Work order A —
From the article on the US financial crisis, list every kind of financial institution it names among those that have been gambling away depositors' and shareholders' money.
Work order B —
According to the article on the US financial crisis, what is the size of the bailout plan approved by the Senate and the House of Representatives?
Work order C —
Extend the article on the US financial crisis, picking up after its final sentence about the bailout plan's approval.

America on the brink
WHAT a few weeks it has been, banks and financial institutions in the US, and to a lesser degree around the globe, are falling like nine-pins. Suddenly, the whole global financial system looks shaky and crumbling. Nothing seems safe and banks, strangely but understandably, least of all.
The very institutions that are supposed to keep our money safe and make it grow are perversely doing just the opposite. The top global financial institutions, principally from the US, which include banks, investment banks, hedge funds and even boring, conservative insurance companies, have been gambling away depositors' and shareholders' money with reckless abandon.
To think, today, that these institutions are run by some of the smartest people can only sound like a bad joke. This ramifications of this disaster in the US are just too big to fathom.
What is really happening is a chain reaction that started off from assets created by bad mortgage lending of almost $1 trillion; that got bought all over the world, principally in the US, by a whole array of financial institutions because of its attractive yields and supposedly high credit quality.
When these assets became toxic (meaning they lost value) because of falling US housing prices, the market for these tradable assets seized up. The banks, who were the majority holders of these assets, were unable to offload them from their books and were left with the only recourse of marking the prices down on their balance sheet -- causing an immediate hit on their capital -- consequently making them weaker.
Financial systems all over the world, and the US is no different, function on confidence. Banks and financial institutions trust each other and, therefore, easily lend to each other without much concern -- partly because there is a general understanding that financial institutions function prudently and are policed by the regulators.
But when this confidence, which is nothing but faith in one's peer group, breaks down, banks stop lending to each other. The inter-bank market is the lifeline of the financial system and when this snaps all hell breaks loose, doubts and suspicion take over.
This is precisely what is happening now. The financial system is not sure who holds what in terms of the toxic mortgage assets and are, therefore, suspicious of lending to each other.
This is clogging up the credit market, causing a colossal liquidity crunch. The confusion is exaggerated by the market targeting on financial institutions that they think are weak, causing massive outright and short-selling (which recently has been banned) and forcing sharp falls on their share prices.
In turn, it is leading to a rush of consumer withdrawal of deposits from banks and investments from the affected financial institutions. This is nothing less than acute panic and, if allowed to carry on and have the market sort it through failures and bankruptcies, it can only lead to a total collapse of the financial system.
Fearing a cataclysmic outcome, the US government has stepped in to save the financial sector from total collapse. The Senate and the House of Representative have approved the $700 billion bailout plan by Treasury Secretary Paulson, after throwing it out on the first vote.

Supplied material —
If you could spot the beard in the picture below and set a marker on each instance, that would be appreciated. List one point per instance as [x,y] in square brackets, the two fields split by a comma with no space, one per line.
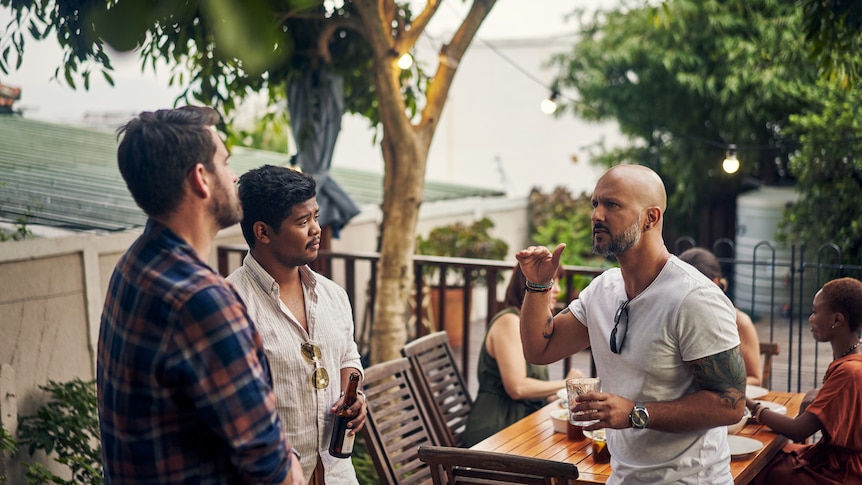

Exercise response A —
Banks, investment banks, hedge funds, insurance companies

Exercise response B —
$700 billion

Exercise response C —
The bailout plan is aimed at buying out, by the government, the toxic assets of the financial institutions. Thereby, in one fell swoop, cleaning up the balance sheet, helping bring back confidence in the market, and allowing the inter-bank market to function normally. This is the theory; whether it will work or not, who knows?
There is more than one problem with this bailout plan, but the most obvious one is how to ascertain the price of the assets sold to the government. Too high a price would be viewed as a bailout of the fat cats in Wall Street, and the Main Street taxpayers are likely to go up in arms for having to foot this bill.
Then again, too low a price may not entice the financial institutions to sell at all, thereby letting the liquidity crisis to persist, which is clogging up the artery of the global financial system. There is also the scepticism that all this may not save the financial system after all.
The US government is caught between a rock and a hard place. The bailout plan is a must for confidence building but it is unpalatable politically. The ordinary taxpayers; who will ultimately pay for all this, see it as nothing more than rescuing the greedy bankers and failed regulators from their follies. But do they really have a choice?
On top of it; the US economy is not doing too well, the start of slower growth and a likely recession round the corner is the foreboding fear that dictates more fiscal prudence and not the profligacy of $700 billion.
This colossal amount has to be raised from the market at higher and higher interest rates, which is the last thing you need in a recessionary environment, to attract the investors.
As for rest of the world, we just have to see it all play out in the US. The ramifications, both economic and financial, are global and one can only speculate about them.
One likely scenario is a sea-change in how financial markets will function in the future. If we survive through this turmoil with some sanity than we may see the demise of the old system, where credit was easy and leverage was king, to a regime of tight regulation and more conservative financial institutions hopefully focused on steady growth than the go-go days of the yester-years. We have indeed seen the end of a reckless era.